──────── EXCERPTED PASSAGE ────────
Reclaim the Night to confront CHOGM

 Reclaim the Night Collective*, Perth

We’re expecting a great, egalitarian festival-forum of nations headed by a woman in Perth in October, so this must mean women have equality, right?

The official publicity about the Commonwealth Heads of Government Meeting (CHOGM) gives no hint of the violent anti-women dynamics of the nations of the so-called Commonwealth. This alliance bills itself as a mutually-beneficial partnership of democracies. And CHOGM, the Australian government assures us, “will provide an opportunity for Commonwealth leaders to meet in Australia to discuss world issues relevant to building a strong and secure future for all”.

The question is, given the track record of these leaders – why should we abandon women’s rights to them? And what are the facts of how this British-Empire-descended alliance works for women?

Although 40% of the global workforce, women receive 10% of the world’s income and own 1% of the world’s property. The Sept 18 Wall Street Journal noted that this is despite women accounting “for more than half the world’s university students, and 60 countries have more young women than men in universities”. Globally, one in three women has been sexually assaulted or beaten.
──────── EXTRACTED RECORDS ────────
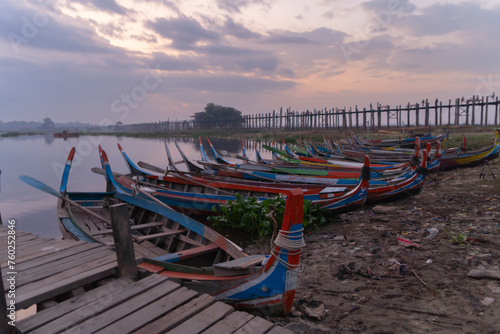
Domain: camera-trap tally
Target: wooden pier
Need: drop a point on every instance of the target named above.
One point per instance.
(76, 288)
(473, 111)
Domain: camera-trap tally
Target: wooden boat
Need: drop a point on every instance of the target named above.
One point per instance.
(185, 250)
(472, 158)
(406, 142)
(410, 182)
(198, 195)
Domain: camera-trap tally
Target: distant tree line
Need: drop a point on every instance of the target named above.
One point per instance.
(216, 116)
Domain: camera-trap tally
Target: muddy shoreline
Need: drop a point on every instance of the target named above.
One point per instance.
(358, 274)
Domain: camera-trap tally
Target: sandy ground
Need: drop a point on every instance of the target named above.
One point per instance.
(357, 277)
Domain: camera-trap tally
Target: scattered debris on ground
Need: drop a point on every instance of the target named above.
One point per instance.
(423, 264)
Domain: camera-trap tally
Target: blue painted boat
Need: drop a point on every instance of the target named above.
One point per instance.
(183, 249)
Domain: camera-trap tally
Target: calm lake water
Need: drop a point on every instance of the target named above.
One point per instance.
(43, 158)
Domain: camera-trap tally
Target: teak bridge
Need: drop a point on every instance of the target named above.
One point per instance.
(475, 111)
(80, 287)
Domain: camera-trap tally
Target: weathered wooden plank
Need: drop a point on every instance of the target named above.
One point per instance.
(204, 319)
(279, 330)
(255, 326)
(150, 312)
(44, 289)
(53, 248)
(132, 227)
(146, 250)
(124, 245)
(100, 295)
(159, 235)
(59, 266)
(92, 309)
(230, 323)
(55, 256)
(19, 240)
(177, 316)
(241, 263)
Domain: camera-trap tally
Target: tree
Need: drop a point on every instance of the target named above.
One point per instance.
(217, 116)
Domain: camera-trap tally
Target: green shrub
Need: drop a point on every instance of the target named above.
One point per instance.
(250, 215)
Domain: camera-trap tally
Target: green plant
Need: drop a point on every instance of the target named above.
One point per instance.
(250, 215)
────────
* _REQUIRED WORK_:
1: List every percentage figure that appears in the article on Reclaim the Night and CHOGM, and state what each one measures.
2: Quote the article on Reclaim the Night and CHOGM word for word, starting at "The official publicity" and ending at "works for women?".
3: Write the next part of the article on Reclaim the Night and CHOGM, picking up after its final sentence.

* _ANSWERS TO THE EXERCISE_:
1:
- 40%: women's share of the global workforce
- 10%: the share of the world's income that women receive
- 1%: the share of the world's property that women own

2:
The official publicity about the Commonwealth Heads of Government Meeting (CHOGM) gives no hint of the violent anti-women dynamics of the nations of the so-called Commonwealth. This alliance bills itself as a mutually-beneficial partnership of democracies. And CHOGM, the Australian government assures us, “will provide an opportunity for Commonwealth leaders to meet in Australia to discuss world issues relevant to building a strong and secure future for all”.

The question is, given the track record of these leaders – why should we abandon women’s rights to them? And what are the facts of how this British-Empire-descended alliance works for women?

3:
These problems are also part of the Commonwealth; major disparities exist between levels of gender equality and measures of absolute rights for women in its nations.

New Vision reported in 2007 that: “In real terms, women in the richest [Commonwealth] member state earn 70 times more than women in the poorest member state. An average Australian woman can expect to earn about $25,000 (sh42.5m) a year. In comparison, her counterpart in Sierra Leone has an average income of only $353 (sh600,000) and in Mozambique $482 (sh820,000).”

In the 2010 Global Gender Gap Index rankings (assessing countries’ equality between men and women in various measures, with first place representing the highest overall equality), South Africa scored at 10th place, in comparison with the much lower rankings of Mozambique (22nd), Australia (23rd) and Singapore (56th). These rankings reflect the poor participation of richer countries on some measures of gender equality. For instance, in Kenya and Mozambique, women earn an average of four-fifths of men’s income, lower in absolute terms than the average income of women in Australia and New Zealand, but a higher percentage of men’s earnings.

In Australia, 93% of perpetrators of sexual assault are male (National Crime and Safety Survey, 2002). More than four out of five victims of sexual assault are women and girls. However, a 2004 Victorian report found that prosecution results from only 1 in 6 reports to police of rape, and less than 1 in 7 reports of incest or sexual penetration of a child.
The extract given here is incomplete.